> **What you have to do**
In the entries that follow, the line with "positive clicks: (147, 195)" opens the range and the line with "145L68 174L98 199L118" closes it; repeat that range exactly, both lines included.

> **Supplied records**
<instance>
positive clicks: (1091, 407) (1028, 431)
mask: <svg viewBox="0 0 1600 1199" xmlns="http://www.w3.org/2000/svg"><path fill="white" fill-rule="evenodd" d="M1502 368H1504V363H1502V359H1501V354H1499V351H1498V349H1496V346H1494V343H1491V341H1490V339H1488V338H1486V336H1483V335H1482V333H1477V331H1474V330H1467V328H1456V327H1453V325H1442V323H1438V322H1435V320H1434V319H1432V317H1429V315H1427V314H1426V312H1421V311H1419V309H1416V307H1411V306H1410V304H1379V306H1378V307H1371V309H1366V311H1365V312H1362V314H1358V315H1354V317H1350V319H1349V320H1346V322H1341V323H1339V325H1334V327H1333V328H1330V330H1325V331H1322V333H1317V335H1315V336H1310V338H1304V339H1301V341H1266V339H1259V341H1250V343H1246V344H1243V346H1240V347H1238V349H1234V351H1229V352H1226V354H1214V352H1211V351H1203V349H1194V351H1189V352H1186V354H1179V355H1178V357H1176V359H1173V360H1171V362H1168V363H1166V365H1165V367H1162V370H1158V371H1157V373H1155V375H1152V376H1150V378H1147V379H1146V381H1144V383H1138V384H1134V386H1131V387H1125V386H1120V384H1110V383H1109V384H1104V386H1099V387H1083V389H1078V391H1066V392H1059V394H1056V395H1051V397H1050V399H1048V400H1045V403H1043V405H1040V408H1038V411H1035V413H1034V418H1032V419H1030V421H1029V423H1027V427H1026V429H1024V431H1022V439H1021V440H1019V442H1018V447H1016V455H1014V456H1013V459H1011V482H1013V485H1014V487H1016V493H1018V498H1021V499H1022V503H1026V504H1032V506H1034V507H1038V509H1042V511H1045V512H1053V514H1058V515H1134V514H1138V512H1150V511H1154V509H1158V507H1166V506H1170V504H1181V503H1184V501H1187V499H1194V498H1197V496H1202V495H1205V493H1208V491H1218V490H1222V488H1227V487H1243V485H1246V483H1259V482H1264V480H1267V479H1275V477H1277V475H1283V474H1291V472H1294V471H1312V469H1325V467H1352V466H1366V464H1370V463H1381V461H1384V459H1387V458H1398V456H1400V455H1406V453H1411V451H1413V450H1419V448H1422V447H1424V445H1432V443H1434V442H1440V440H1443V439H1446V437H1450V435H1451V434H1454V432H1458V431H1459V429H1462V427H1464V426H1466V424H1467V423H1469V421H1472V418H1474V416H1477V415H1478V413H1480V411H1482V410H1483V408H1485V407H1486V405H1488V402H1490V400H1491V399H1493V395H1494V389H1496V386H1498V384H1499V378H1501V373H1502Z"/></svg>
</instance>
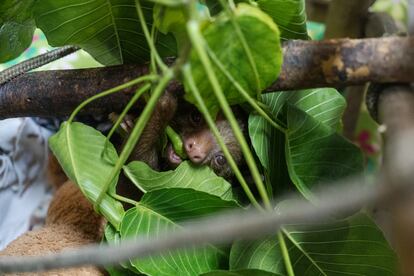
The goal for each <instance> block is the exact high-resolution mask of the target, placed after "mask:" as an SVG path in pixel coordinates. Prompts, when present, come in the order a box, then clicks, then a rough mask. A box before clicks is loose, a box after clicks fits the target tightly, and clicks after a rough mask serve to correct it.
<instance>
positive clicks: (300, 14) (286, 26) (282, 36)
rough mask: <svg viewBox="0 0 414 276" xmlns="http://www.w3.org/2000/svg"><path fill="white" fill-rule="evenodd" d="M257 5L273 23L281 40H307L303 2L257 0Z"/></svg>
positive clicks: (271, 0) (305, 15)
mask: <svg viewBox="0 0 414 276" xmlns="http://www.w3.org/2000/svg"><path fill="white" fill-rule="evenodd" d="M257 3H258V4H259V7H260V9H262V10H263V11H264V12H266V13H267V14H269V15H270V16H271V17H272V19H273V20H274V21H275V23H276V24H277V26H278V27H279V29H280V37H281V38H282V39H283V40H287V39H308V33H307V29H306V10H305V0H289V1H286V0H258V1H257Z"/></svg>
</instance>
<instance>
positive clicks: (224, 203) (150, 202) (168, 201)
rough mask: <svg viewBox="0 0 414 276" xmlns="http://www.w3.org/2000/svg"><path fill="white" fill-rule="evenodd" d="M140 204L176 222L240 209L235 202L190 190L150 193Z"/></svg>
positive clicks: (147, 195)
mask: <svg viewBox="0 0 414 276" xmlns="http://www.w3.org/2000/svg"><path fill="white" fill-rule="evenodd" d="M140 204H142V205H144V206H146V207H147V208H149V209H151V210H153V211H155V212H157V213H158V214H160V215H162V216H164V217H168V218H169V219H171V220H172V221H175V222H179V221H183V220H189V219H195V218H200V217H204V216H207V215H210V214H212V213H216V212H219V211H226V210H230V209H234V208H237V207H240V206H239V205H238V204H237V203H236V202H235V201H233V200H230V201H227V200H223V199H222V198H220V197H218V196H214V195H211V194H208V193H205V192H200V191H195V190H193V189H188V188H187V189H183V188H170V189H161V190H155V191H153V192H148V193H146V194H145V195H144V196H143V197H142V200H141V201H140Z"/></svg>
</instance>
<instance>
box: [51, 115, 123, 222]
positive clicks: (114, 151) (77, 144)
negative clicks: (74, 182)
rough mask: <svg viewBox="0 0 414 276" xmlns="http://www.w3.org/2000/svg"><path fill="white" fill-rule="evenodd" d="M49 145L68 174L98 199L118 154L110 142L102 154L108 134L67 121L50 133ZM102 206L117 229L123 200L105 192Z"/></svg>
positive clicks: (114, 148)
mask: <svg viewBox="0 0 414 276" xmlns="http://www.w3.org/2000/svg"><path fill="white" fill-rule="evenodd" d="M49 145H50V148H51V149H52V151H53V153H54V154H55V156H56V158H57V159H58V160H59V163H60V165H61V166H62V168H63V170H64V171H65V173H66V175H67V176H68V177H69V178H70V179H71V180H72V181H74V182H76V183H77V184H78V186H79V188H80V189H81V191H82V193H83V194H84V195H85V196H86V197H87V198H88V199H89V200H90V201H91V202H92V203H94V202H96V200H97V198H98V196H99V194H100V192H101V191H102V185H103V184H104V183H105V182H106V181H107V179H108V177H109V174H110V172H111V170H112V169H113V164H114V163H115V162H116V159H117V158H118V155H117V153H116V150H115V148H114V147H113V145H112V144H111V143H108V146H107V148H106V152H105V158H102V152H103V151H104V149H105V136H103V135H102V134H101V133H100V132H99V131H97V130H95V129H94V128H92V127H89V126H87V125H84V124H81V123H71V124H68V123H66V122H65V123H63V124H62V126H61V127H60V129H59V131H58V132H57V133H56V134H55V135H53V136H52V137H50V139H49ZM115 183H116V181H115V182H114V185H115ZM99 207H100V211H101V213H102V214H103V215H104V216H105V217H106V219H108V221H110V222H111V224H112V225H114V226H115V227H116V228H117V229H118V228H119V224H120V222H121V219H122V216H123V214H124V209H123V207H122V204H121V203H119V202H118V201H116V200H114V199H113V198H112V197H110V196H108V195H105V196H104V197H103V200H102V202H101V203H100V205H99Z"/></svg>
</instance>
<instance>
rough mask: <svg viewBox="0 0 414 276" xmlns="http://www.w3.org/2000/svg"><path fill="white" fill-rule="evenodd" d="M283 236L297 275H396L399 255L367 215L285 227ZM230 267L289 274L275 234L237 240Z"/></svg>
mask: <svg viewBox="0 0 414 276" xmlns="http://www.w3.org/2000/svg"><path fill="white" fill-rule="evenodd" d="M284 239H285V241H286V246H287V249H288V254H289V256H290V259H291V261H292V266H293V270H294V272H295V275H303V276H308V275H309V276H313V275H367V276H369V275H372V276H376V275H384V276H386V275H396V274H397V273H396V267H397V258H396V255H395V253H394V251H393V250H392V249H391V248H390V246H389V245H388V244H387V242H386V240H385V239H384V236H383V234H382V232H381V231H380V230H379V229H378V228H377V227H376V225H375V224H374V223H373V222H372V221H371V220H370V219H369V218H368V217H367V216H365V215H361V214H360V215H356V216H353V217H351V218H349V219H347V220H342V221H338V222H333V223H327V224H322V225H314V226H312V225H295V226H289V227H286V228H285V230H284ZM230 268H231V269H261V270H265V271H269V272H273V273H280V274H282V275H286V272H285V268H284V261H283V256H282V252H281V250H280V246H279V242H278V239H277V237H276V236H274V237H269V238H267V239H261V240H256V241H239V242H236V243H234V245H233V247H232V249H231V253H230Z"/></svg>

> **Exercise result**
positive clicks: (147, 195)
mask: <svg viewBox="0 0 414 276" xmlns="http://www.w3.org/2000/svg"><path fill="white" fill-rule="evenodd" d="M140 204H142V205H144V206H146V207H147V208H149V209H151V210H153V211H155V212H157V213H158V214H160V215H162V216H164V217H168V218H169V219H171V220H172V221H175V222H179V221H183V220H189V219H195V218H200V217H204V216H207V215H210V214H212V213H216V212H219V211H226V210H230V209H234V208H237V207H240V206H239V205H238V204H237V203H236V202H235V201H233V200H230V201H227V200H223V199H222V198H220V197H218V196H214V195H211V194H208V193H205V192H200V191H195V190H193V189H188V188H187V189H183V188H170V189H161V190H155V191H153V192H148V193H146V194H145V195H144V196H143V197H142V200H141V201H140Z"/></svg>
</instance>
<instance>
box: [51, 115, 123, 222]
positive clicks: (114, 151) (77, 144)
negative clicks: (74, 182)
rough mask: <svg viewBox="0 0 414 276" xmlns="http://www.w3.org/2000/svg"><path fill="white" fill-rule="evenodd" d="M49 145L68 174L98 199L118 154L110 142L102 154L108 134L67 121L50 133ZM102 206L117 229L123 200L105 192Z"/></svg>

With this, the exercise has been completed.